WHAT TO DO
The lines to extract start at the one containing "For this evaluation, locate the helmet" and end with the last line; give them exactly and nothing more.

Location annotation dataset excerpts
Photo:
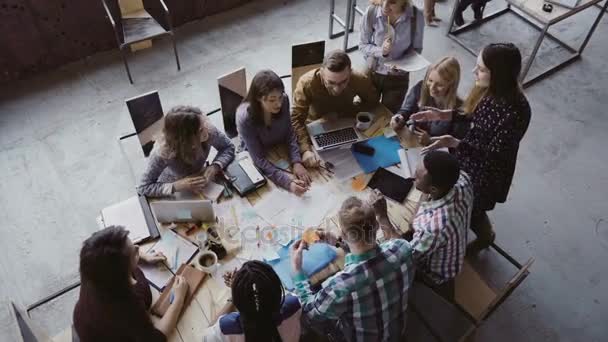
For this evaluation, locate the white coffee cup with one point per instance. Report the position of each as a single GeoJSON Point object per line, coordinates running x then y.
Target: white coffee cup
{"type": "Point", "coordinates": [207, 261]}
{"type": "Point", "coordinates": [364, 121]}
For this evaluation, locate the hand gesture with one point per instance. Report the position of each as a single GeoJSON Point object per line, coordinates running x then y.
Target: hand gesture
{"type": "Point", "coordinates": [327, 237]}
{"type": "Point", "coordinates": [300, 172]}
{"type": "Point", "coordinates": [440, 142]}
{"type": "Point", "coordinates": [211, 171]}
{"type": "Point", "coordinates": [229, 277]}
{"type": "Point", "coordinates": [387, 46]}
{"type": "Point", "coordinates": [432, 114]}
{"type": "Point", "coordinates": [298, 187]}
{"type": "Point", "coordinates": [297, 249]}
{"type": "Point", "coordinates": [194, 184]}
{"type": "Point", "coordinates": [423, 136]}
{"type": "Point", "coordinates": [397, 122]}
{"type": "Point", "coordinates": [153, 257]}
{"type": "Point", "coordinates": [309, 159]}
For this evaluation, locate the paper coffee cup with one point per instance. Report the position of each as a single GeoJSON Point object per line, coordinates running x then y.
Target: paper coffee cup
{"type": "Point", "coordinates": [364, 121]}
{"type": "Point", "coordinates": [207, 262]}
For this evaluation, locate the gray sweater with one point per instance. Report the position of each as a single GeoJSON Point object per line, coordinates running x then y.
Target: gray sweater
{"type": "Point", "coordinates": [259, 138]}
{"type": "Point", "coordinates": [161, 172]}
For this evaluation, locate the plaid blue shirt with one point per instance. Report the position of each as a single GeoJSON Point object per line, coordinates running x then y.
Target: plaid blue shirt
{"type": "Point", "coordinates": [440, 232]}
{"type": "Point", "coordinates": [368, 298]}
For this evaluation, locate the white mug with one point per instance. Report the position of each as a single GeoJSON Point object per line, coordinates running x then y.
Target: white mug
{"type": "Point", "coordinates": [211, 265]}
{"type": "Point", "coordinates": [364, 121]}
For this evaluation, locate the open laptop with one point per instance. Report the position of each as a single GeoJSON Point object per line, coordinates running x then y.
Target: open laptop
{"type": "Point", "coordinates": [330, 134]}
{"type": "Point", "coordinates": [167, 211]}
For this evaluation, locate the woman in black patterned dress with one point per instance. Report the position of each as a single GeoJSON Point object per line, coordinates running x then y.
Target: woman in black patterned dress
{"type": "Point", "coordinates": [500, 115]}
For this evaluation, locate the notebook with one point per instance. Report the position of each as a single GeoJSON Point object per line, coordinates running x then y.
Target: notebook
{"type": "Point", "coordinates": [177, 250]}
{"type": "Point", "coordinates": [314, 259]}
{"type": "Point", "coordinates": [135, 215]}
{"type": "Point", "coordinates": [243, 174]}
{"type": "Point", "coordinates": [391, 185]}
{"type": "Point", "coordinates": [194, 277]}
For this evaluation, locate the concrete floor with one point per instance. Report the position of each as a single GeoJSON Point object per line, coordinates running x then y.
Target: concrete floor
{"type": "Point", "coordinates": [61, 163]}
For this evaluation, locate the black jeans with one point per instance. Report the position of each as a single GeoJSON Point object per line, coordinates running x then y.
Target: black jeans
{"type": "Point", "coordinates": [482, 227]}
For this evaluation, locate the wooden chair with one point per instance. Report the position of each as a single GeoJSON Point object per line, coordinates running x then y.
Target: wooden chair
{"type": "Point", "coordinates": [305, 57]}
{"type": "Point", "coordinates": [232, 88]}
{"type": "Point", "coordinates": [26, 329]}
{"type": "Point", "coordinates": [148, 118]}
{"type": "Point", "coordinates": [477, 292]}
{"type": "Point", "coordinates": [129, 31]}
{"type": "Point", "coordinates": [433, 318]}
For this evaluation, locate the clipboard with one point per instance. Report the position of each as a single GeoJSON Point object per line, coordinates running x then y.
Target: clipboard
{"type": "Point", "coordinates": [177, 250]}
{"type": "Point", "coordinates": [135, 215]}
{"type": "Point", "coordinates": [244, 176]}
{"type": "Point", "coordinates": [194, 277]}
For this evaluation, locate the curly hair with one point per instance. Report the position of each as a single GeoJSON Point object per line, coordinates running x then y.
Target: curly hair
{"type": "Point", "coordinates": [182, 126]}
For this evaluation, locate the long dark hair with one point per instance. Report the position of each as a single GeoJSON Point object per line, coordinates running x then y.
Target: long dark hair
{"type": "Point", "coordinates": [263, 83]}
{"type": "Point", "coordinates": [258, 294]}
{"type": "Point", "coordinates": [182, 124]}
{"type": "Point", "coordinates": [105, 263]}
{"type": "Point", "coordinates": [504, 62]}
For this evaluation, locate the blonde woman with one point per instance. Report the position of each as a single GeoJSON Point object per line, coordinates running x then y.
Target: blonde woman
{"type": "Point", "coordinates": [178, 161]}
{"type": "Point", "coordinates": [500, 115]}
{"type": "Point", "coordinates": [390, 29]}
{"type": "Point", "coordinates": [438, 89]}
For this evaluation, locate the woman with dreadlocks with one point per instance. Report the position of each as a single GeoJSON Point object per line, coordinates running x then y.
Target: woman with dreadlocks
{"type": "Point", "coordinates": [259, 311]}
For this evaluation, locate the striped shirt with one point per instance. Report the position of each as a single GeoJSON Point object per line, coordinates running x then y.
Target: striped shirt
{"type": "Point", "coordinates": [440, 232]}
{"type": "Point", "coordinates": [368, 299]}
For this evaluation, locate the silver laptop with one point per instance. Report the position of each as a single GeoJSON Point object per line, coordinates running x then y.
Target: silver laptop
{"type": "Point", "coordinates": [167, 211]}
{"type": "Point", "coordinates": [330, 134]}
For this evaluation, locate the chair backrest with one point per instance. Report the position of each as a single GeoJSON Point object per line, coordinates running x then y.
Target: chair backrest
{"type": "Point", "coordinates": [148, 118]}
{"type": "Point", "coordinates": [305, 57]}
{"type": "Point", "coordinates": [27, 330]}
{"type": "Point", "coordinates": [112, 8]}
{"type": "Point", "coordinates": [233, 89]}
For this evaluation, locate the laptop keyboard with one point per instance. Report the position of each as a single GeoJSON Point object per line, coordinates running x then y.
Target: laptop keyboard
{"type": "Point", "coordinates": [337, 137]}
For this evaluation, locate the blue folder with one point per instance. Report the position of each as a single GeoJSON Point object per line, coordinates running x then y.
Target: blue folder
{"type": "Point", "coordinates": [385, 155]}
{"type": "Point", "coordinates": [316, 258]}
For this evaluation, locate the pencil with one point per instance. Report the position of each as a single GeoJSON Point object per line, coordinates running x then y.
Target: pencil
{"type": "Point", "coordinates": [175, 258]}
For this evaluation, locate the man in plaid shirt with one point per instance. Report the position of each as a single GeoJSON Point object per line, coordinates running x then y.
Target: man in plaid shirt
{"type": "Point", "coordinates": [440, 226]}
{"type": "Point", "coordinates": [367, 301]}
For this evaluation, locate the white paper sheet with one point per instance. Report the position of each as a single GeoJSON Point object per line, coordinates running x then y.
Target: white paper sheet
{"type": "Point", "coordinates": [411, 62]}
{"type": "Point", "coordinates": [130, 215]}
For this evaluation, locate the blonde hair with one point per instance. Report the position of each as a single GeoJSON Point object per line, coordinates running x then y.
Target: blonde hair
{"type": "Point", "coordinates": [357, 220]}
{"type": "Point", "coordinates": [404, 3]}
{"type": "Point", "coordinates": [448, 69]}
{"type": "Point", "coordinates": [182, 125]}
{"type": "Point", "coordinates": [475, 96]}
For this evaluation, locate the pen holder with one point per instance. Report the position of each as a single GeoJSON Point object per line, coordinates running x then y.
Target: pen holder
{"type": "Point", "coordinates": [207, 262]}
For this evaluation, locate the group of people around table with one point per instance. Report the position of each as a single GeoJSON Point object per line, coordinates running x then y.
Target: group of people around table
{"type": "Point", "coordinates": [368, 299]}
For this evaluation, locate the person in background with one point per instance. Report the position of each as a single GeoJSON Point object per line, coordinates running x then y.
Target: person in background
{"type": "Point", "coordinates": [180, 155]}
{"type": "Point", "coordinates": [263, 121]}
{"type": "Point", "coordinates": [330, 89]}
{"type": "Point", "coordinates": [389, 30]}
{"type": "Point", "coordinates": [441, 223]}
{"type": "Point", "coordinates": [488, 152]}
{"type": "Point", "coordinates": [476, 5]}
{"type": "Point", "coordinates": [438, 89]}
{"type": "Point", "coordinates": [368, 299]}
{"type": "Point", "coordinates": [114, 294]}
{"type": "Point", "coordinates": [259, 311]}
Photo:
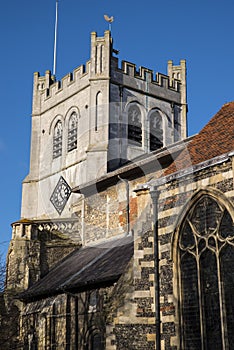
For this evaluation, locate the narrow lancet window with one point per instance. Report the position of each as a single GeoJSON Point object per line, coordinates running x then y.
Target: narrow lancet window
{"type": "Point", "coordinates": [72, 132]}
{"type": "Point", "coordinates": [57, 139]}
{"type": "Point", "coordinates": [156, 131]}
{"type": "Point", "coordinates": [134, 125]}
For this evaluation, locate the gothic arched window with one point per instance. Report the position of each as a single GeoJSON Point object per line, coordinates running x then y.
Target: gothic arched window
{"type": "Point", "coordinates": [134, 125]}
{"type": "Point", "coordinates": [72, 132]}
{"type": "Point", "coordinates": [95, 340]}
{"type": "Point", "coordinates": [57, 139]}
{"type": "Point", "coordinates": [156, 131]}
{"type": "Point", "coordinates": [206, 277]}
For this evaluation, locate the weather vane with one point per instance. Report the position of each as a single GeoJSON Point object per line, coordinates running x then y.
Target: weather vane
{"type": "Point", "coordinates": [109, 20]}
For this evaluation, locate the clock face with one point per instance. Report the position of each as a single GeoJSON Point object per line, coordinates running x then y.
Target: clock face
{"type": "Point", "coordinates": [60, 195]}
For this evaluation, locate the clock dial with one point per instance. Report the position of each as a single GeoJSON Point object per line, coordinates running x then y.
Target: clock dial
{"type": "Point", "coordinates": [60, 195]}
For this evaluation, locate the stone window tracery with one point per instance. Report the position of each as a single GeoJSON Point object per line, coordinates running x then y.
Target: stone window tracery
{"type": "Point", "coordinates": [72, 132]}
{"type": "Point", "coordinates": [134, 125]}
{"type": "Point", "coordinates": [156, 131]}
{"type": "Point", "coordinates": [57, 139]}
{"type": "Point", "coordinates": [206, 277]}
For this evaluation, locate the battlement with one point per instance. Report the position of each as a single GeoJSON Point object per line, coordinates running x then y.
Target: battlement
{"type": "Point", "coordinates": [102, 65]}
{"type": "Point", "coordinates": [148, 75]}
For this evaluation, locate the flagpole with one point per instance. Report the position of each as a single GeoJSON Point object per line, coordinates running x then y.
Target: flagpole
{"type": "Point", "coordinates": [55, 37]}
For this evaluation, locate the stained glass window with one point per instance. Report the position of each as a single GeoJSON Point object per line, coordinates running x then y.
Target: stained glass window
{"type": "Point", "coordinates": [206, 259]}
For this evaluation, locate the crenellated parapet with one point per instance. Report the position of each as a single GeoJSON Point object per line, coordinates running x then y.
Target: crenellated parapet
{"type": "Point", "coordinates": [103, 65]}
{"type": "Point", "coordinates": [147, 75]}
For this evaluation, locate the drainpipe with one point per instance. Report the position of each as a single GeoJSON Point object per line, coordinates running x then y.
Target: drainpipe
{"type": "Point", "coordinates": [154, 196]}
{"type": "Point", "coordinates": [127, 206]}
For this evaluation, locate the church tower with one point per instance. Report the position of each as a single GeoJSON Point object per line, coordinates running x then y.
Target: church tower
{"type": "Point", "coordinates": [95, 120]}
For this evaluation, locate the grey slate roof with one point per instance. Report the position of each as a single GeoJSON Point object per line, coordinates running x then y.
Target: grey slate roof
{"type": "Point", "coordinates": [85, 268]}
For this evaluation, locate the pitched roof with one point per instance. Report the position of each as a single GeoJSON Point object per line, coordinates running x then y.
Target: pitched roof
{"type": "Point", "coordinates": [86, 267]}
{"type": "Point", "coordinates": [215, 139]}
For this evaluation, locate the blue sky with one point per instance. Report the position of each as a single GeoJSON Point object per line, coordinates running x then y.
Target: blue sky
{"type": "Point", "coordinates": [147, 33]}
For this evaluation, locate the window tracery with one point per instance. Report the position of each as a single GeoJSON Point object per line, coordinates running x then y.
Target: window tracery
{"type": "Point", "coordinates": [72, 132]}
{"type": "Point", "coordinates": [134, 125]}
{"type": "Point", "coordinates": [206, 258]}
{"type": "Point", "coordinates": [57, 139]}
{"type": "Point", "coordinates": [156, 131]}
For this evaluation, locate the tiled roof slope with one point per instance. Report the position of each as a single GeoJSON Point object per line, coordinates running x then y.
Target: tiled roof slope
{"type": "Point", "coordinates": [215, 139]}
{"type": "Point", "coordinates": [88, 266]}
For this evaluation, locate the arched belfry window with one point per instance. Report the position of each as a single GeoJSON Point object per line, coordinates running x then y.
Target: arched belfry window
{"type": "Point", "coordinates": [72, 132]}
{"type": "Point", "coordinates": [95, 340]}
{"type": "Point", "coordinates": [57, 139]}
{"type": "Point", "coordinates": [156, 131]}
{"type": "Point", "coordinates": [206, 277]}
{"type": "Point", "coordinates": [134, 125]}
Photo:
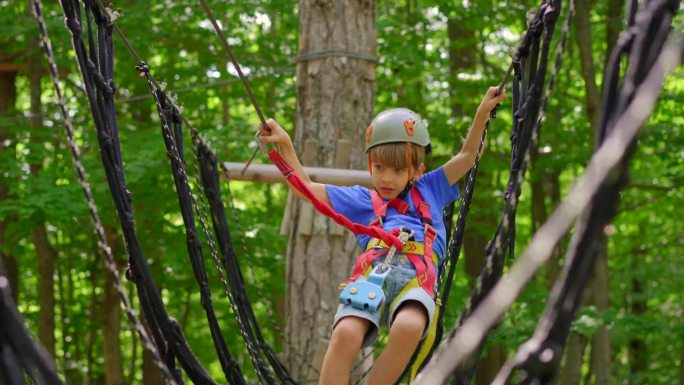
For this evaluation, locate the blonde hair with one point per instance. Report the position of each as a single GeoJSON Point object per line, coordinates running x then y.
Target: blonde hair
{"type": "Point", "coordinates": [396, 155]}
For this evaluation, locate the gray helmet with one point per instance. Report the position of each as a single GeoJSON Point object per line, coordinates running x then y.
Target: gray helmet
{"type": "Point", "coordinates": [397, 125]}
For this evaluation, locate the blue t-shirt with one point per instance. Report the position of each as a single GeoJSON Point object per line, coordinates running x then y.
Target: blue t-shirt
{"type": "Point", "coordinates": [355, 203]}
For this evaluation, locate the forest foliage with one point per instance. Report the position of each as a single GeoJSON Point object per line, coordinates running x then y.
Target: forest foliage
{"type": "Point", "coordinates": [646, 242]}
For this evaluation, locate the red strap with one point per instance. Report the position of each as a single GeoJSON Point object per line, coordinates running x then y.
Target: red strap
{"type": "Point", "coordinates": [363, 261]}
{"type": "Point", "coordinates": [422, 207]}
{"type": "Point", "coordinates": [424, 272]}
{"type": "Point", "coordinates": [325, 209]}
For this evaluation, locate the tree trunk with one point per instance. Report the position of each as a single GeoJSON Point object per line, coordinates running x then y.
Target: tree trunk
{"type": "Point", "coordinates": [585, 46]}
{"type": "Point", "coordinates": [111, 323]}
{"type": "Point", "coordinates": [463, 58]}
{"type": "Point", "coordinates": [335, 93]}
{"type": "Point", "coordinates": [151, 373]}
{"type": "Point", "coordinates": [681, 365]}
{"type": "Point", "coordinates": [600, 351]}
{"type": "Point", "coordinates": [571, 373]}
{"type": "Point", "coordinates": [8, 98]}
{"type": "Point", "coordinates": [45, 253]}
{"type": "Point", "coordinates": [601, 285]}
{"type": "Point", "coordinates": [638, 349]}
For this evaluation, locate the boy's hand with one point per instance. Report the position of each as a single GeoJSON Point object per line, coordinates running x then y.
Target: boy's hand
{"type": "Point", "coordinates": [489, 101]}
{"type": "Point", "coordinates": [273, 133]}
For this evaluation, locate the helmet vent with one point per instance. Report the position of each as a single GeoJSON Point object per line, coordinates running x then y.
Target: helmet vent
{"type": "Point", "coordinates": [408, 125]}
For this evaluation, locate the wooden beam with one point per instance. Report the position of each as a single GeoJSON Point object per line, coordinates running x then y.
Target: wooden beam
{"type": "Point", "coordinates": [268, 173]}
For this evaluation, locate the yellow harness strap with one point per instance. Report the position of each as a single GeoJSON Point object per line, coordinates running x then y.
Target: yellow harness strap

RESPONSE FOR THIS EXERCISE
For this evaluation, locate the helmet vent with one point per instance. Report the position of each as a single GeoJSON Point object per line, coordinates running x then y.
Target: helmet vent
{"type": "Point", "coordinates": [408, 125]}
For this evaluation, locate the wooden beam with one point per instance. Report the position of each as a single GeoJSON Point object per line, coordinates running x then y.
Target: wooden beam
{"type": "Point", "coordinates": [268, 173]}
For this evaluation, locate the yellow harness strap with one point per instance. Report the position of each as a single GeoJSON Point object per line, coordinates running x then y.
Target: yellow harness strap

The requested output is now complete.